TASK DIRECTIONS:
Please continue the forum thread about yarn swifts and winding yarn from the point where it stops.

PASSAGE:
-- begin --
I knit Aaron jumpers years and years ago and the wool was sold in hanks/skeins I used someones arms or 2 chairs, I have never heard of swifts. I have not seen wool sold in hanks lately.


----------



## Featherstitcher (Apr 9, 2011)

You are so right- that swift is simple, functional and beautiful. And I like the "cakes". If they are center pull, they wouldn't roll around, and still fit nicely in a yarn bowl. Oh boy- time to make next year's Christmas list.


----------



## Knitish (Feb 8, 2011)

That is nifty! As Kiwianne, have always seen and used the backs of chairs.


----------



## Chainstitcher (May 6, 2011)

smontero237 said:


> I really want an Amish swift but my sister gave me an umbrella swift for Christmas. She lives next door so I have to keep it, besides I have no idea where she got it and she was so proud to get me something I wanted. I do like it, but I just have a TV tray to attach it to. I haven't used it yet but I am hoping for the best.


Our LYS gave me the idea of using an old wooden ironing board for a winding station. I clamp the swift to one end and ball winder on the other end. That leaves the center available, when not winding yarn, as a small work table. Very handy.


----------



## Marny CA (Jun 26, 2011)

ThaisFindsafeather said:


> I use a Nostepinne... It works wonderfully.


I used the end of my wood cooking spoon as a nostepinne for embroidery floss!

For yarn, I bought a swift from Fiber Artist - under $30 with shipping. It's not fancy but I like it.
-- end --
DATASET CONTENT:
-- begin --
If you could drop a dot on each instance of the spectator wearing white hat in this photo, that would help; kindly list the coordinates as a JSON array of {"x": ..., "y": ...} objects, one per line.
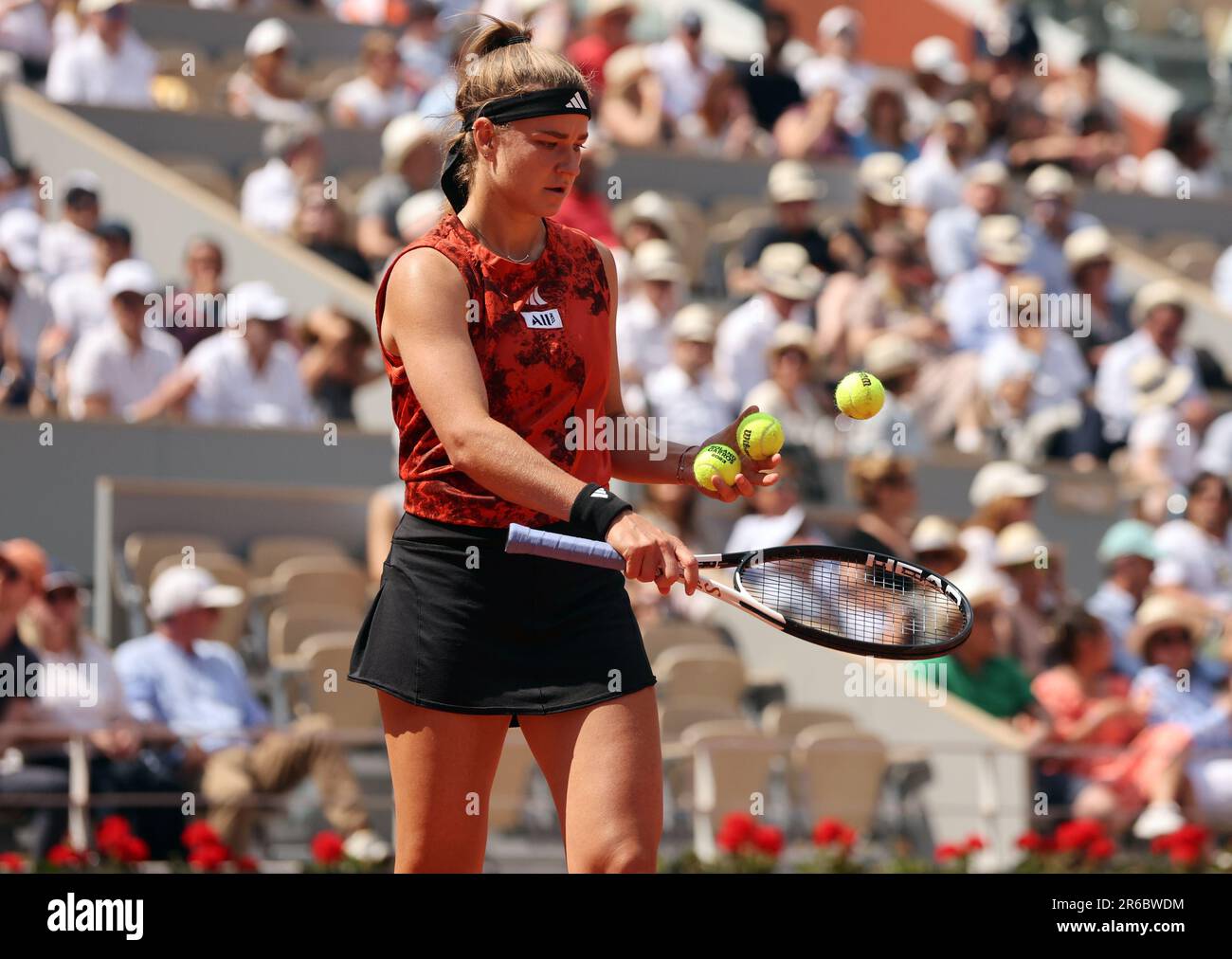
-- end --
RESULT OF THE EXERCISE:
http://www.fiberartistsupply.com/yarn-swifts/


----------



## cinknitting (Feb 17, 2011)

i've never seen on like that! i have the umbrella-and love it!!!
good for you amy!!


----------



## KaitlanBlackrose (Jun 11, 2012)

I wind all my yarn too, though when it is in a hank and since I don't have a swift, I use my feet. Is a lot backward, but hubby hates to be the yarn swift, so what's a girl to do?


----------



## EqLady (Sep 1, 2011)

smontero237 said:


> I really want an Amish swift but my sister gave me an umbrella swift for Christmas. She lives next door so I have to keep it, besides I have no idea where she got it and she was so proud to get me something I wanted. I do like it, but I just have a TV tray to attach it to. I haven't used it yet but I am hoping for the best.


My bathroom counter has just enough overhang when the cabinet door is open for me to attach the swift and winder. Fortunately, it doesn't take long to wind a hank of yarn!


----------



## kgiles326 (Jul 31, 2011)

That is fabulous! I think I need one of these! Thanks for sharing!


----------



## Ann Heistad (Jan 18, 2012)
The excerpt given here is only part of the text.